[start of Provided passage]

How to setup a custom multi-agent convolutional neural network

How severe does this issue affect your experience of using Ray?

  • High: It blocks me to complete my task.

Hello,

I am implementing a graph convolutional network as a custom model to estimate the Q-values with a DQN. Essentially, my GCN has 3 convolutional layers, and a readout layer followed by a fully connected neural network which estimates the Q-values associated with each action.
However, I am having some trouble outputting the Q-values estimated by the final layer of the network as, apparently RLlib tries to pass it to another FC layer with 256 inputs.

(RolloutWorker pid=89182)   File "/home/malin/anaconda3/envs/marl/lib/python3.9/site-packages/torch/nn/modules/linear.py", line 114, in forward
(RolloutWorker pid=89182)     return F.linear(input, self.weight, self.bias)
(RolloutWorker pid=89182) RuntimeError: mat1 and mat2 shapes cannot be multiplied (32x5 and 256x256)

Currently, in the simulation there are 2 agents, and this is the algorithm configuration:

ModelCatalog.register_custom_model("GCN_V1_1", HetGCN)
ModelCatalog.register_custom_model("GCN_V1_2", HetGCN)

[end of Provided passage]

### To be done
- a) Please repeat the part of the RLlib forum post starting at "I am implementing" and ending at "F.linear(input, self.weight, self.bias)", word for word.
- b) In one to three sentences, explain why the poster of the RLlib forum post has trouble outputting the Q-values estimated by the network's final layer.

[start of Supplied material]

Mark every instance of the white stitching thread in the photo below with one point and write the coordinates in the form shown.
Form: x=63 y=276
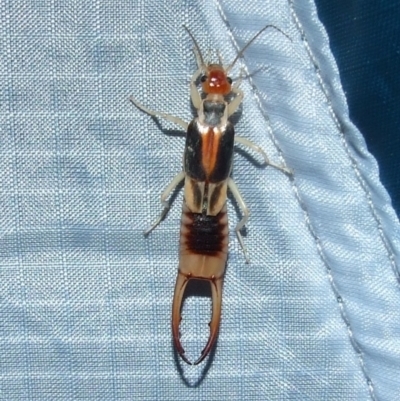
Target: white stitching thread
x=303 y=206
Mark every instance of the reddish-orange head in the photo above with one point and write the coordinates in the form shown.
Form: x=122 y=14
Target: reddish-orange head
x=215 y=81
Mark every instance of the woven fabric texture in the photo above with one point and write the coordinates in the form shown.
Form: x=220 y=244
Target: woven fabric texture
x=85 y=299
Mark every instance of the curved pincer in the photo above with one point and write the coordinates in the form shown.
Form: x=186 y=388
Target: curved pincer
x=216 y=293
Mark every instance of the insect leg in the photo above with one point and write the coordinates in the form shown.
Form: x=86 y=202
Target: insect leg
x=246 y=213
x=257 y=149
x=194 y=93
x=168 y=117
x=171 y=186
x=235 y=103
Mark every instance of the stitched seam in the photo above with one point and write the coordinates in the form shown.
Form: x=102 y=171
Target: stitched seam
x=335 y=290
x=309 y=225
x=353 y=162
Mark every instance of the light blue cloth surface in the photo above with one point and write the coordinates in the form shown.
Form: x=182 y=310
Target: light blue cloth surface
x=86 y=299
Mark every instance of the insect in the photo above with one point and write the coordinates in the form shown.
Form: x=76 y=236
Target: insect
x=206 y=172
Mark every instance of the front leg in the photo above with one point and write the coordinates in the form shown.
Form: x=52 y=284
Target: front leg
x=246 y=213
x=237 y=100
x=194 y=93
x=171 y=186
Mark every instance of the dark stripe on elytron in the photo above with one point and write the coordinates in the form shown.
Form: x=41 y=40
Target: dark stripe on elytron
x=205 y=233
x=193 y=166
x=213 y=112
x=193 y=155
x=223 y=165
x=197 y=194
x=215 y=196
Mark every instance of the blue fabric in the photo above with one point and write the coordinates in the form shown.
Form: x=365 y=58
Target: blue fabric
x=86 y=299
x=369 y=66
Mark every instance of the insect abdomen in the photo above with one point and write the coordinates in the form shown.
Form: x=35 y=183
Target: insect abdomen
x=203 y=244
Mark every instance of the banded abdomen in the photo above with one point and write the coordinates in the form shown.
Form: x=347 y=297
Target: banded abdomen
x=203 y=255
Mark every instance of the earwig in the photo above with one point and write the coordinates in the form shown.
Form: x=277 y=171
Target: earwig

[end of Supplied material]

### Worked answers
- a)
I am implementing a graph convolutional network as a custom model to estimate the Q-values with a DQN. Essentially, my GCN has 3 convolutional layers, and a readout layer followed by a fully connected neural network which estimates the Q-values associated with each action.
However, I am having some trouble outputting the Q-values estimated by the final layer of the network as, apparently RLlib tries to pass it to another FC layer with 256 inputs.

(RolloutWorker pid=89182)   File "/home/malin/anaconda3/envs/marl/lib/python3.9/site-packages/torch/nn/modules/linear.py", line 114, in forward
(RolloutWorker pid=89182)     return F.linear(input, self.weight, self.bias)

- b) RLlib apparently tries to pass the final layer's output to another fully connected layer with 256 inputs. The Q-values therefore aren't output directly.